======== Exercise material ========
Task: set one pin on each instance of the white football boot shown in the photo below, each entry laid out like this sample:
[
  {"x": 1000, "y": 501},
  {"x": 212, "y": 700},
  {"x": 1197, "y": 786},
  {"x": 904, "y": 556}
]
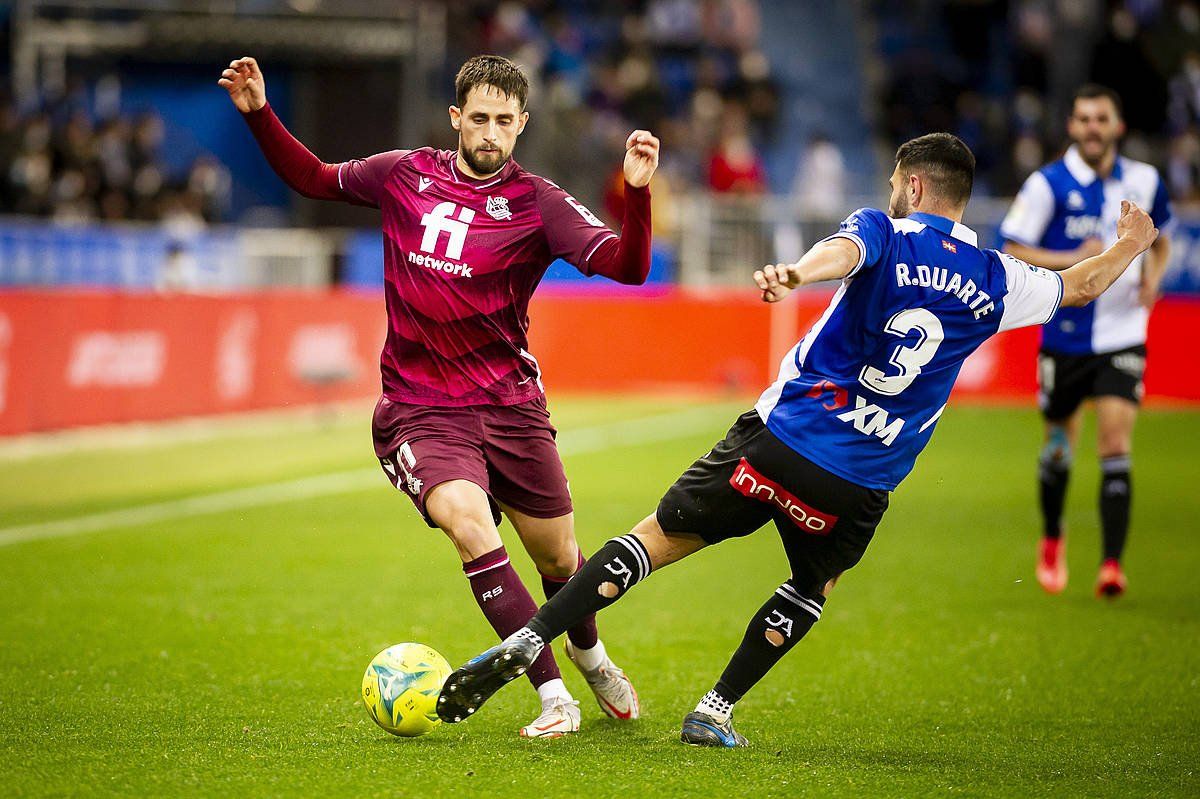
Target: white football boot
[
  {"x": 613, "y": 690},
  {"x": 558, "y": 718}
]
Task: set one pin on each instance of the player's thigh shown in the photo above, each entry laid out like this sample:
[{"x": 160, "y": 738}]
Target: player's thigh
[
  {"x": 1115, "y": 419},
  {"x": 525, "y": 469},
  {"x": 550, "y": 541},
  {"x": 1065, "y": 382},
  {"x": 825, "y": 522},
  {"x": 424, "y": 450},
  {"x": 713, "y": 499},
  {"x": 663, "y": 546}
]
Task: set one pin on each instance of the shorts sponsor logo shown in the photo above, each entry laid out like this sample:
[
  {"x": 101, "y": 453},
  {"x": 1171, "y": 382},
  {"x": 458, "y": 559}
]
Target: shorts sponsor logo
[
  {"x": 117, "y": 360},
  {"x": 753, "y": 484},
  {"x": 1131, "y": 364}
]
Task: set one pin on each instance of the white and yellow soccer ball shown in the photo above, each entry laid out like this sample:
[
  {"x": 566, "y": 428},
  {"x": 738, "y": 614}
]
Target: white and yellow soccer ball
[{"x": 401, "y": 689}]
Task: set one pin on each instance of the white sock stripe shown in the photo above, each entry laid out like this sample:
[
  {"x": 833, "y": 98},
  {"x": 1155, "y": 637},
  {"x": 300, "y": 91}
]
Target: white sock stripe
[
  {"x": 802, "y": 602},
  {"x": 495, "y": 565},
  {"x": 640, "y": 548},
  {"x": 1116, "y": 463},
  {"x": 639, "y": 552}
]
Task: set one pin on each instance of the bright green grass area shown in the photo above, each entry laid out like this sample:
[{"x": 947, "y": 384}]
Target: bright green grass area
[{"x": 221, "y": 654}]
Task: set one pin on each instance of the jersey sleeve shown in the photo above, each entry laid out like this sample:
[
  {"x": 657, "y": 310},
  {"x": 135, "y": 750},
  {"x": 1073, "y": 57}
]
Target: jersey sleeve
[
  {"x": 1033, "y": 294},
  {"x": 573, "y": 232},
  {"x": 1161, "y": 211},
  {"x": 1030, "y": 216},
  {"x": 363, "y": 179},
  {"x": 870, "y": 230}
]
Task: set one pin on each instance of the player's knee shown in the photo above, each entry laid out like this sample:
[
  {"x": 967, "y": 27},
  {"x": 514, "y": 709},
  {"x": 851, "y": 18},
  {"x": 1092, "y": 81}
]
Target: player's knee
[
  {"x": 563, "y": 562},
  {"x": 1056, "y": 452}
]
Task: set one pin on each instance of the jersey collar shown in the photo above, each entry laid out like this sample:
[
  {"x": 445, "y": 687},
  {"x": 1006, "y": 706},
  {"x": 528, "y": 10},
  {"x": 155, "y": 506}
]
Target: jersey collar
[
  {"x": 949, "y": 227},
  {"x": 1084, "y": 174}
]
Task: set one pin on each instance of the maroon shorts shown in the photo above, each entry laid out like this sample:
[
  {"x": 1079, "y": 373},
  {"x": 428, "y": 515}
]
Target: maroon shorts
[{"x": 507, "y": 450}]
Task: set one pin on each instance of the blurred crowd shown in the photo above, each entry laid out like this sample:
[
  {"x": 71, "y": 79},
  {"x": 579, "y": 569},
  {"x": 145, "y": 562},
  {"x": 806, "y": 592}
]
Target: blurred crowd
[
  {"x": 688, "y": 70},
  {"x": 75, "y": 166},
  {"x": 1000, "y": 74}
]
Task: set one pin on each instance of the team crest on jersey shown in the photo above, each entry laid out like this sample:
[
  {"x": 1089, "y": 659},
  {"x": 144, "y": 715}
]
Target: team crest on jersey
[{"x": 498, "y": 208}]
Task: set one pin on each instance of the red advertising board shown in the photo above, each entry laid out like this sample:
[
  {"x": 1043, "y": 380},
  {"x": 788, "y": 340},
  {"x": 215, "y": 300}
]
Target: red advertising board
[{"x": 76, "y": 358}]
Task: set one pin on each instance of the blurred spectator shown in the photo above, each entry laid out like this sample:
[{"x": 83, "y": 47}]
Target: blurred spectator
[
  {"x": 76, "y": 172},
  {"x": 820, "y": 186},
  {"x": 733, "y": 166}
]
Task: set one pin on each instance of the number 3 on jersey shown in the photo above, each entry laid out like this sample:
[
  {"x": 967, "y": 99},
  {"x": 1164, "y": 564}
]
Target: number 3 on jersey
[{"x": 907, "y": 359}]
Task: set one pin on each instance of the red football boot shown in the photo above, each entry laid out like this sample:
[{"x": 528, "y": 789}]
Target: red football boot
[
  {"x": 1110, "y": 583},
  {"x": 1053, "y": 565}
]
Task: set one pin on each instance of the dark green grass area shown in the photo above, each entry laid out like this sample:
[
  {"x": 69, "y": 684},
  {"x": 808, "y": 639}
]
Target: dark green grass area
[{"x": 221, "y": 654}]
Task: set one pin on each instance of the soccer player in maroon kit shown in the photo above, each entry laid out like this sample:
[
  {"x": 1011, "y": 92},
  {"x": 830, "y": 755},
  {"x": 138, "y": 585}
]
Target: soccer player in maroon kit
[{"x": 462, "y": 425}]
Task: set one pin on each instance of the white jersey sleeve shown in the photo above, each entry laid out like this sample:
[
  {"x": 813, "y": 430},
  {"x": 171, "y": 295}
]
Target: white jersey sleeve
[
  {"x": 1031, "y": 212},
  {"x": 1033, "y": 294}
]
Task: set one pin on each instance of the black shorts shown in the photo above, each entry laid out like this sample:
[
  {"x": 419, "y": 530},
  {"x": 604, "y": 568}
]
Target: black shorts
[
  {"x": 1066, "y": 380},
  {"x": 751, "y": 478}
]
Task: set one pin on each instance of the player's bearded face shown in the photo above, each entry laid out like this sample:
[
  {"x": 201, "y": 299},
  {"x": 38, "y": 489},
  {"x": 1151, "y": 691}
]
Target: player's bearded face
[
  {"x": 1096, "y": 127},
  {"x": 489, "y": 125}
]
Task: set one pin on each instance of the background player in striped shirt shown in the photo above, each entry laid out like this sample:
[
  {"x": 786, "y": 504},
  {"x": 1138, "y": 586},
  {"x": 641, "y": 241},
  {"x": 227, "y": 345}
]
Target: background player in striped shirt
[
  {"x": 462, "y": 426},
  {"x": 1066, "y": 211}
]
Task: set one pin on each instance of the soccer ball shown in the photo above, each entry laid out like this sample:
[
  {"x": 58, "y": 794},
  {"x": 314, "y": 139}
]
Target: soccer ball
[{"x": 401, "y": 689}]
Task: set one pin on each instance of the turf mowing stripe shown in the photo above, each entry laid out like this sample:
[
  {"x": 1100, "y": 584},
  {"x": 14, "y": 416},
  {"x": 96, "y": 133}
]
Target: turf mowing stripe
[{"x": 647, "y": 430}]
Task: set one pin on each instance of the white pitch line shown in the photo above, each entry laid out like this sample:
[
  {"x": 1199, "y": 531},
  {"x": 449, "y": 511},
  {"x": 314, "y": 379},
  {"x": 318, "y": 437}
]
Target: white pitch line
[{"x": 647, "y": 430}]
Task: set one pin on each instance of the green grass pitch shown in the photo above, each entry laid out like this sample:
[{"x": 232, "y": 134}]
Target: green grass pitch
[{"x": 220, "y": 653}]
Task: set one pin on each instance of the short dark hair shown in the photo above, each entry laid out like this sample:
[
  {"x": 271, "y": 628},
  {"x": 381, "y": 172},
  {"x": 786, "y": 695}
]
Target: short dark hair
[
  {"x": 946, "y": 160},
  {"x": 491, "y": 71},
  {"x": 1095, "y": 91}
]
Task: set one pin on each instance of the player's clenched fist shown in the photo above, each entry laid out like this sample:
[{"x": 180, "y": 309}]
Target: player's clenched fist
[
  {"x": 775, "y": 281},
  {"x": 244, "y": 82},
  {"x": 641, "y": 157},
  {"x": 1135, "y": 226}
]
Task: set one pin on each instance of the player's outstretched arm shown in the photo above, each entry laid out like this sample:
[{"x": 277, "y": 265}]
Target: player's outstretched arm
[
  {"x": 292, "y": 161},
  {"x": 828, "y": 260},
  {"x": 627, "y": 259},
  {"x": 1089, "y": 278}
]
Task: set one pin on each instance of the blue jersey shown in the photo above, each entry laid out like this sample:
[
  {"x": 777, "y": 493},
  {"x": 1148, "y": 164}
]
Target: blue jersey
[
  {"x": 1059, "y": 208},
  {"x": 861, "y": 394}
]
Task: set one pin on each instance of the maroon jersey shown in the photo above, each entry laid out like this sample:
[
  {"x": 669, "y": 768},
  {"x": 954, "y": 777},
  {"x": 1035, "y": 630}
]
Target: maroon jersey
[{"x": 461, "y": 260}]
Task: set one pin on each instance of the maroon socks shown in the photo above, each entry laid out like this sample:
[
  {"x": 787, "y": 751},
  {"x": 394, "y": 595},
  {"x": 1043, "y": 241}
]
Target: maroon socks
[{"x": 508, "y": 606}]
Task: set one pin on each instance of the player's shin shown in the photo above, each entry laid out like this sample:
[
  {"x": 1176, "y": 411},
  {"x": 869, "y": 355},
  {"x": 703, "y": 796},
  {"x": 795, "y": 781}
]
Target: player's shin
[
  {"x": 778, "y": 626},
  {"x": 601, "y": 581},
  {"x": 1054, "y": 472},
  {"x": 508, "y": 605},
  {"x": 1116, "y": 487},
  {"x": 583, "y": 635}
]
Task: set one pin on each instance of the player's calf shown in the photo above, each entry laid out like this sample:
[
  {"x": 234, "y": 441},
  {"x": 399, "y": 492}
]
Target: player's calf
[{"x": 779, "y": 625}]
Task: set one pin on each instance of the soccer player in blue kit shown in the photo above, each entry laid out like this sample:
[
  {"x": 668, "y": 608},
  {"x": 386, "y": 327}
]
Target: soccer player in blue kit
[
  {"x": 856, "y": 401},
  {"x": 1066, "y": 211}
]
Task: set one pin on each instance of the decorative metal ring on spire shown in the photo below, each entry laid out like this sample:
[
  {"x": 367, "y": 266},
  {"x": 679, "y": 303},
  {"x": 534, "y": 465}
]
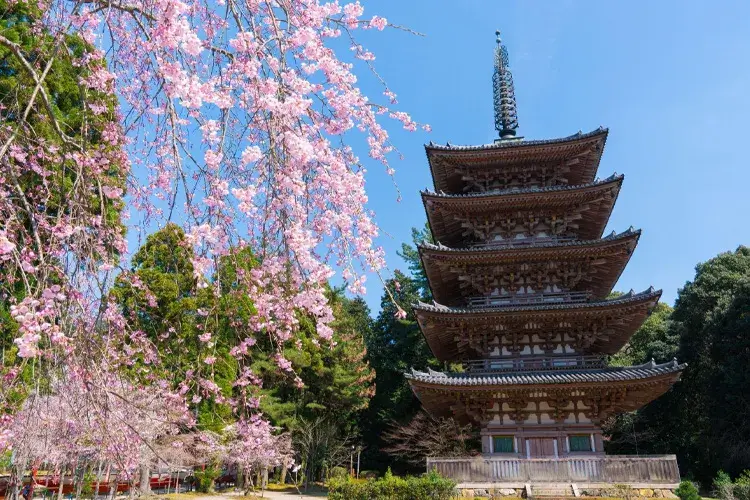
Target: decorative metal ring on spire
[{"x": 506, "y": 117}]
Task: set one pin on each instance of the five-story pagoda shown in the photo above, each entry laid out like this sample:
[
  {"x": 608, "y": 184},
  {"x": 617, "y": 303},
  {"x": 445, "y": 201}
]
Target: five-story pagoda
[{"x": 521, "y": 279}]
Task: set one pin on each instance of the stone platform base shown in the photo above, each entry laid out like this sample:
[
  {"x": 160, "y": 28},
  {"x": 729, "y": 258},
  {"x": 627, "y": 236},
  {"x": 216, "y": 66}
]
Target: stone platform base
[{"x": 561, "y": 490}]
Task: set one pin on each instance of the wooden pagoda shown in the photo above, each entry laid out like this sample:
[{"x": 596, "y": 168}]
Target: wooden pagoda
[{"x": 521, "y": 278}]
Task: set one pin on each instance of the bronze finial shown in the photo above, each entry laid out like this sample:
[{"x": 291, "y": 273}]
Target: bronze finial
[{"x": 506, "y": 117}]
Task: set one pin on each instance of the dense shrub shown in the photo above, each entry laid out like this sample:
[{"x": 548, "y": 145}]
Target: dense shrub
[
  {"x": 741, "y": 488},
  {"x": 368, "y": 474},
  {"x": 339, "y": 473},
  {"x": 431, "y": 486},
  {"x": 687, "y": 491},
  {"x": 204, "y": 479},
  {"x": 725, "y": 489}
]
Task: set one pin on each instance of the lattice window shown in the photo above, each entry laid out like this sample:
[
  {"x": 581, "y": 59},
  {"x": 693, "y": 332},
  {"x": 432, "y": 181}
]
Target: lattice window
========
**Problem requirements:**
Using the entries above, copy out all lines that contain the string "window".

**Result of the task:**
Task: set one pin on each instance of the lattice window shown in the photo above, each entry laid out like this sample:
Target: lattice window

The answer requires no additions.